# Merlin Pro Staff Announcement



## Pinwheel 12 (Jun 11, 2002)

On behalf of Merlin Compound bows and Merlin USA, I am pleased to announce the addition of JEFF BUTTON (CHPro) to the 2004 Merlin Factory Pro Staff. Jeff has been around the Professional Circuit for some time and is well respected by his peers. We feel he will represent us well and make a fine ambassador. Welcome aboard Jeff! Pinwheel 12


----------



## Black Frog (Jun 11, 2002)

All right Jeff!!! It's about time you "saw the light"!  

Merlin couldn't have asked for a better guy to represent them!

Jeff, will you be using a Merlin at State coming up in Feb?


----------



## I BOW 2 (May 22, 2002)

*Cheeze Wiz!*

I always knew that Merlins were pretty Cheezzy! Good luck Jeff and you still have to buy me some Ice Cream!  Ken


----------



## Sagittarius (May 22, 2002)

Congratulations, Jeff.
That's fantastic news!
About time you get to shoot some world class stuff like Ol' Sag 


Sag.


----------



## deadx (Aug 6, 2002)

OK Jeff, how much ice cream did they bribe you with! Nice going buddy. Merlin has a great shooter and archery representative and you have a great bow in your hands and nice folks to work with. I see big things down the road for all involved.


----------



## Z-Archery (Dec 6, 2003)

*Merlin - Button the marriage*

Hey Jeff; Good luck with your new bows, Us homeboys know they could not have found a better representative for there products. Have a great Year!


----------



## Pro1 (May 21, 2002)

*GREAT*

Knew this was coming and I STILL think it is great.. Welcome to the team Jeff and It will be GREAT having you as a fellow team member ....Pro1


----------



## archerycharlie (Nov 4, 2002)

*"ATTA BOY JEFF"*

Good luck with the new bows. Will be seeing you before long in Iowa. Hope the weather hold out and stays nice this year. Ya gotta do what ya gotta do. charlie


----------



## Paradox (Nov 7, 2002)

Congrats Jeff! Hope to see you shooting the new rig this weekend!

Paradox


----------



## x-ring-1 (Oct 31, 2002)

*great Addition*

Merlin got their selfs a great representative in Jeff!!! Congrats to Jeff and Merlin.


----------



## Capo (May 21, 2002)

Hey ditto on the congratulations ChPro.

Between you and Pro1, I'd say that Merlin has a real sweet shot at Vegas this year. Good luck to you both.

So are you going to shoot the SuperNova or the MAX 3000?


----------



## Jbird (May 21, 2002)

*Congrats to Merlin*

You have definitely signed one of the nicest guys in the Pro ranks.
Jbird


----------



## Champion Shootr (Feb 12, 2003)

Congrats CHPro, now bring that new rig to Omro this weekend and lets see what she can do.


----------



## RobVos (May 23, 2002)

CHPro -- congrats!!

I am sure Merlin is delighted to have you as you are a great Pro in every aspect of the word.

**LISTED ENTRIES:**

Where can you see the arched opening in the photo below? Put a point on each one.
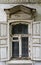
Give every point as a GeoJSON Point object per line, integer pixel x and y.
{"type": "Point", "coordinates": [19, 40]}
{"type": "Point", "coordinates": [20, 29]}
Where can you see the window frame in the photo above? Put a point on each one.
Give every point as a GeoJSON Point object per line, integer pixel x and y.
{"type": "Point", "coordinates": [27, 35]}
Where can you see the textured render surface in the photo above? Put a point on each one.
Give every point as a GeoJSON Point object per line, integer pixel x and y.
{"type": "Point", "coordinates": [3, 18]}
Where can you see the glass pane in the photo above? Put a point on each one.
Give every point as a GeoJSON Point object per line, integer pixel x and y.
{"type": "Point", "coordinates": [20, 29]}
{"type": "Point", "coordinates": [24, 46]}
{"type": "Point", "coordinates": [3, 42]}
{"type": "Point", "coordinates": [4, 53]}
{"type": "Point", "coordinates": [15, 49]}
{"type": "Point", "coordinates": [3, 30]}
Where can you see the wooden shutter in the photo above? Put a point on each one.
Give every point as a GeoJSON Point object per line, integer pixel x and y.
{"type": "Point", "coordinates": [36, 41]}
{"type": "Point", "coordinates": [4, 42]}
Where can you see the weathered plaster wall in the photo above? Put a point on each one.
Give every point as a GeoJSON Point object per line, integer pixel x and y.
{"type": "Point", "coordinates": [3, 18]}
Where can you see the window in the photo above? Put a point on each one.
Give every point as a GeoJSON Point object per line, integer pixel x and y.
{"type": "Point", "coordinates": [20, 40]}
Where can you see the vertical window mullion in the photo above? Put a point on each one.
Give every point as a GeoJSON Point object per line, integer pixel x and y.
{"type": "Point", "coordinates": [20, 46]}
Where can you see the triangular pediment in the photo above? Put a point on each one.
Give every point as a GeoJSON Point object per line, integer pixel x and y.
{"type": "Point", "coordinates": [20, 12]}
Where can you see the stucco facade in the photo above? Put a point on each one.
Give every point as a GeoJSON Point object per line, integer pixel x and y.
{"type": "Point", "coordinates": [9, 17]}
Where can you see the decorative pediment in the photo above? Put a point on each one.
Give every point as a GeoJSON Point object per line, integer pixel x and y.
...
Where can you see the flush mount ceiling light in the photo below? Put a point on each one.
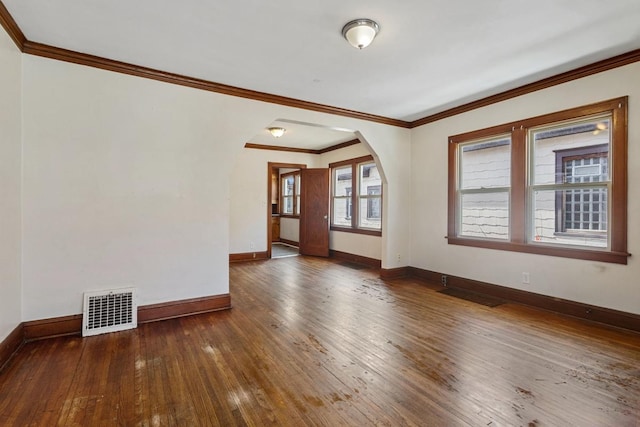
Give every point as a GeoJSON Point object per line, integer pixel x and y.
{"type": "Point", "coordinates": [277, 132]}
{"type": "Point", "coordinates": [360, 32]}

**WHAT TO DO:** Please say who the Merlin pro staff announcement names as joining the 2004 Merlin Factory Pro Staff. Leave the listing aside.

**TASK ANSWER:** Jeff Button (CHPro).